### CONSIGNES:
[A] Dans le texte de l'exercice, quels droits de la liste commencent par les mots « Le droit de lire » ?
[B] Les affirmations suivantes concordent-elles avec le texte de l'exercice ? Pour chacune, répondez par oui ou non et citez les mots du texte qui tranchent.
(i) Comme un roman a été relu la veille du jour où le texte a été écrit.
(ii) La personne qui écrit est entièrement convaincue par toutes les remarques de Pennac.
(iii) Les Noëls électriques se termine par un texte d’analyse sur les traditions de Noël dans le monde.
[C] Reproduisez fidèlement un passage du texte de l'exercice : commencez aux mots « Pennac offre ici » et arrêtez-vous après « ne pas lire. ».

Les Noëls électriques se termine par un texte d’analyse survolant les différentes traditions de Noël dans le monde.

Au final, je ne peux que conseiller ce superbe recueil qui ferrait, je le pense, un très jolie cadeau de Noël.

Comme un roman

Hier, alors que je parlais de ce bouquin, j’ai été pris d’une envie soudaine de le relire. Aussitôt pensé, aussitôt fait ! Et Comme un roman est toujours aussi bon que dans mes souvenirs.

Pennac offre ici à la fois une réflexion sur la lecture et sur ce qu’est « être lecteur », mais également sur la pédagogie et l’école qui, parfois (souvent ?), tue le plaisir de la lecture. Tous cela d’une écriture fluide et agréable. Même si je ne suis pas convaincu à 100% par certaines de ces remarques (notamment sur celle pour redonner le gout à la lecture), ce roman (essaie ?) touche juste. Il n’a, de plus, presque pas vieilli : et si le langage des « jeunes » à changer, il exprime, dans le fond, toujours la même chose : la révolte adolescente et le rejet de ce qui est imposé.

Je ne résiste pas ici de reproduite « Les droits imprescriptibles du lecteur » :

1. Le droit de ne pas lire.
2. Le droit de sauter des pages.
3. Le droit de ne pas finir un livre.
4. Le droit de relire.
5. Le droit de lire n’importe quoi.
6. Le droit au bovarysme (maladie textuellement transmissible).
7. Le droit de lire n’importe où.
8. Le droit de grappiller.
9. Le droit de lire à haute voix.

### DONNÉES FOURNIES:
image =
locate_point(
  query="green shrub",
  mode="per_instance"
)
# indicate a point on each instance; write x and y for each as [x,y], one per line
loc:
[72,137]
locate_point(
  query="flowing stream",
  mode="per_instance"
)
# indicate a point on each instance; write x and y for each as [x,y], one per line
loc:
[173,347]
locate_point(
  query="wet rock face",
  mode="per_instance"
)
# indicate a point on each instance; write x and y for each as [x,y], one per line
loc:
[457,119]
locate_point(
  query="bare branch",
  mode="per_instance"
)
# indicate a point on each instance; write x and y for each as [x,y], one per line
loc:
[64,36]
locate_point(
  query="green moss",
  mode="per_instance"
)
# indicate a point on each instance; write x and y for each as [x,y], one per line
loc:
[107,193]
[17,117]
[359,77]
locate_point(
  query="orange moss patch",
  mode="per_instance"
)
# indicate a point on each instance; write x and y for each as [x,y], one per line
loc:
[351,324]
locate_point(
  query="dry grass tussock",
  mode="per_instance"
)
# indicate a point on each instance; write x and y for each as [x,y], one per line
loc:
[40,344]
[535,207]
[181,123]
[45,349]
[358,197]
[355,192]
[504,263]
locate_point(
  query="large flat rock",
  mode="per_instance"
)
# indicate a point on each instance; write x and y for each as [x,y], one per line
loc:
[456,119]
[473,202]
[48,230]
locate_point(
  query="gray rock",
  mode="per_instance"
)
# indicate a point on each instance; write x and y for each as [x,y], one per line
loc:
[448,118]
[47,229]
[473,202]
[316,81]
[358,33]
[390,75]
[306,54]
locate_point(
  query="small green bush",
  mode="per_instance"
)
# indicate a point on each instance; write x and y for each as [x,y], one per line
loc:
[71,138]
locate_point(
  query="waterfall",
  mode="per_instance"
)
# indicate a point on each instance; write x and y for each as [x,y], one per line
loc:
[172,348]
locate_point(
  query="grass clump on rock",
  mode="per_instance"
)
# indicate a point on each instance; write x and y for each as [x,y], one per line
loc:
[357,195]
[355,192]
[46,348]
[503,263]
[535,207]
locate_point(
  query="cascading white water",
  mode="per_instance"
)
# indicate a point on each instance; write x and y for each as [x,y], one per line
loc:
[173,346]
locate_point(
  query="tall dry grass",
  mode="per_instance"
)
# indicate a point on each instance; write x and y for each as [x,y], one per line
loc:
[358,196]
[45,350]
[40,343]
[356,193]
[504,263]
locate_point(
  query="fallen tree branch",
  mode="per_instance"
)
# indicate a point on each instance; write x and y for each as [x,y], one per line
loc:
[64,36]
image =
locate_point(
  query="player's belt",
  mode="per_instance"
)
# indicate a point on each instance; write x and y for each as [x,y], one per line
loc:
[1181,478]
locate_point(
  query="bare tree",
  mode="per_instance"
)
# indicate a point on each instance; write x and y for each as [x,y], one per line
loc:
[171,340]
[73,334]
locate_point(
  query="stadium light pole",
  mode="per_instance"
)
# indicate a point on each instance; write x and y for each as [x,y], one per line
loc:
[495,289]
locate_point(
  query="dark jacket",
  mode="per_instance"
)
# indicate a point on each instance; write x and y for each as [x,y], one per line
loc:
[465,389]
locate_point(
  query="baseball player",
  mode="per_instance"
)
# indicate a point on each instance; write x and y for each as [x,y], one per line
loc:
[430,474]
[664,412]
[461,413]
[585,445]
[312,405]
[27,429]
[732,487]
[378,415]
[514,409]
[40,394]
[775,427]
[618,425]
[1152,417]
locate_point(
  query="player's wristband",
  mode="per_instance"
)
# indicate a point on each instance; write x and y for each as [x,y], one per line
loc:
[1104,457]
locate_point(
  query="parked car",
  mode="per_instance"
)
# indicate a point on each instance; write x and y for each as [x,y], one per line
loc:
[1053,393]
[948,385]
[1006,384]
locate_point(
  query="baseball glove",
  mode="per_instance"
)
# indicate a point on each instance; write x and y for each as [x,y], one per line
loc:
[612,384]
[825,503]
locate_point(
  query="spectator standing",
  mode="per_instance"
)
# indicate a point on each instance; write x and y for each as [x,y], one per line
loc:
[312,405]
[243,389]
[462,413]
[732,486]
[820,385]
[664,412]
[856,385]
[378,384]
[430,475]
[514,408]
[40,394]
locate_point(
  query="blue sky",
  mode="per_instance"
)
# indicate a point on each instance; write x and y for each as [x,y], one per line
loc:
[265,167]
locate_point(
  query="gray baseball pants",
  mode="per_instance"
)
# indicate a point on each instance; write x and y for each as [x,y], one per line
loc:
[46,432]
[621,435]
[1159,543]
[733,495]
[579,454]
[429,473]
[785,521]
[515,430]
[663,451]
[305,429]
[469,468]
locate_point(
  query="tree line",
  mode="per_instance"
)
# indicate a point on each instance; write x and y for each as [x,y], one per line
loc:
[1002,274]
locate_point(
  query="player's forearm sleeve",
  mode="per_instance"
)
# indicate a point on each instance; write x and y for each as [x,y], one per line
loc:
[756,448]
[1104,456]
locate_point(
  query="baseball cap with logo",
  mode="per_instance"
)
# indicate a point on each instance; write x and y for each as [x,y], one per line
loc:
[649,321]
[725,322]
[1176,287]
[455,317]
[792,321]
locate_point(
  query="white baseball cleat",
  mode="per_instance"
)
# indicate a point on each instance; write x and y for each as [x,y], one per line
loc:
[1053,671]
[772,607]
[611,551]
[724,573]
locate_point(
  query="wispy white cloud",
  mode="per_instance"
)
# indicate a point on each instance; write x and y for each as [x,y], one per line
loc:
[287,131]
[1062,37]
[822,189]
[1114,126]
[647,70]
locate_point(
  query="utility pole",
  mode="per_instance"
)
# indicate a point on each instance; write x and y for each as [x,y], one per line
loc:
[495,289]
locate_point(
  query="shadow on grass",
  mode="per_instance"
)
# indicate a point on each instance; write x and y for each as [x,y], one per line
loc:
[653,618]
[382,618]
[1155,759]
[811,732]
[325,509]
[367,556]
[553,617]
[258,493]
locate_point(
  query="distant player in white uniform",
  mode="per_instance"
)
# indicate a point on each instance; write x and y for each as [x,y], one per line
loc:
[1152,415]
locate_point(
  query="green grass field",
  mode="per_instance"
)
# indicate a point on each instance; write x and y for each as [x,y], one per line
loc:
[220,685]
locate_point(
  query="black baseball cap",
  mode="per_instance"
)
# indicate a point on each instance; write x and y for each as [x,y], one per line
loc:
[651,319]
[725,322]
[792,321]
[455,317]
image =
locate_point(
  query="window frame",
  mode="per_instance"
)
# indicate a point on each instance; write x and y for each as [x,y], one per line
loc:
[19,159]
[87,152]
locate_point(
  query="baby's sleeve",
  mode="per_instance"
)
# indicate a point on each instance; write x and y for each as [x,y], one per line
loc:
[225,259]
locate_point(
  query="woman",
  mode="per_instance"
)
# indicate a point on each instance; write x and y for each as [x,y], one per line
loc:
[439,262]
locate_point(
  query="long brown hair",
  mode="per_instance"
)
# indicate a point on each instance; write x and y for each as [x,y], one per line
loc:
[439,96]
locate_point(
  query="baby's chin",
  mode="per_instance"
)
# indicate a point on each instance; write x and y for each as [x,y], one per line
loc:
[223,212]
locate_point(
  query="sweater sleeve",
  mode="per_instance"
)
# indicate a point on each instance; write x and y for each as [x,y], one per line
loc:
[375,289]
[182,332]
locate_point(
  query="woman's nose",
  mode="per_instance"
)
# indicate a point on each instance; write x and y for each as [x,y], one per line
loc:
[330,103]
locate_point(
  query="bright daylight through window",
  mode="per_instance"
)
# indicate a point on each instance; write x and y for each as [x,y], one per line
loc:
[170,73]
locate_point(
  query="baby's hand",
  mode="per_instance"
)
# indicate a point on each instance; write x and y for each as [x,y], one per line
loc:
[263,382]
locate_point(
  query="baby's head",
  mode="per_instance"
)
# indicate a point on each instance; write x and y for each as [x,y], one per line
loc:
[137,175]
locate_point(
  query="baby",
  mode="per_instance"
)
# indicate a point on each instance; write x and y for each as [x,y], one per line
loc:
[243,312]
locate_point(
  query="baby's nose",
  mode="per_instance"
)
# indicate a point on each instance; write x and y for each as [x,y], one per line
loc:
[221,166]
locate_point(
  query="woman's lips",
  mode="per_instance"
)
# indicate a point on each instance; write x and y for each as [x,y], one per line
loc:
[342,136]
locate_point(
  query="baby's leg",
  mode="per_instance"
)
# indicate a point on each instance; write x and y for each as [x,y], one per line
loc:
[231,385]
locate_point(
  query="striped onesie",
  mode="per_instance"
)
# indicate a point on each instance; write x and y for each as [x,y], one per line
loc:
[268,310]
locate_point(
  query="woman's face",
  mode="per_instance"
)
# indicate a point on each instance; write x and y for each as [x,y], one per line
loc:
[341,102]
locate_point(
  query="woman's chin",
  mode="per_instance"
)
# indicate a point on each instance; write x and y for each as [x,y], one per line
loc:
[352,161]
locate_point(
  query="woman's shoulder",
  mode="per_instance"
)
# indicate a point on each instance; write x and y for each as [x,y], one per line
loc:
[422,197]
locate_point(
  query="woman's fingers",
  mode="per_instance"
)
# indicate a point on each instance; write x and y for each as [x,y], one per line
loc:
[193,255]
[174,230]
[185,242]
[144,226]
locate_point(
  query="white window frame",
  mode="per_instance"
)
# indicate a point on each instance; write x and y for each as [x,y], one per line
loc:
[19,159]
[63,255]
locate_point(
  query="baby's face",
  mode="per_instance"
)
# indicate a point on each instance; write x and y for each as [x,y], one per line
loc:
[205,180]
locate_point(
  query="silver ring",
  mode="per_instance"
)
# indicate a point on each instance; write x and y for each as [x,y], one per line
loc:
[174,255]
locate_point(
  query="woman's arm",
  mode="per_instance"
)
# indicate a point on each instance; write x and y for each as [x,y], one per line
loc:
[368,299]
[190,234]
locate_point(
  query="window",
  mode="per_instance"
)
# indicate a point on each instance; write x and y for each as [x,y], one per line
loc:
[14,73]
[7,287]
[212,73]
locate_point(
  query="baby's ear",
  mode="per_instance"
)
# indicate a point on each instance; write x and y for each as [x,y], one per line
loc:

### RÉPONSES:
[A]
- Le droit de lire n’importe quoi.
- Le droit de lire n’importe où.
- Le droit de lire à haute voix.

[B]
(i) Oui : « Hier, alors que je parlais de ce bouquin, j’ai été pris d’une envie soudaine de le relire. »
(ii) Non : « Même si je ne suis pas convaincu à 100% par certaines de ces remarques »
(iii) Oui : « Les Noëls électriques se termine par un texte d’analyse survolant les différentes traditions de Noël dans le monde. »

[C]
Pennac offre ici à la fois une réflexion sur la lecture et sur ce qu’est « être lecteur », mais également sur la pédagogie et l’école qui, parfois (souvent ?), tue le plaisir de la lecture. Tous cela d’une écriture fluide et agréable. Même si je ne suis pas convaincu à 100% par certaines de ces remarques (notamment sur celle pour redonner le gout à la lecture), ce roman (essaie ?) touche juste. Il n’a, de plus, presque pas vieilli : et si le langage des « jeunes » à changer, il exprime, dans le fond, toujours la même chose : la révolte adolescente et le rejet de ce qui est imposé.

Je ne résiste pas ici de reproduite « Les droits imprescriptibles du lecteur » :

1. Le droit de ne pas lire.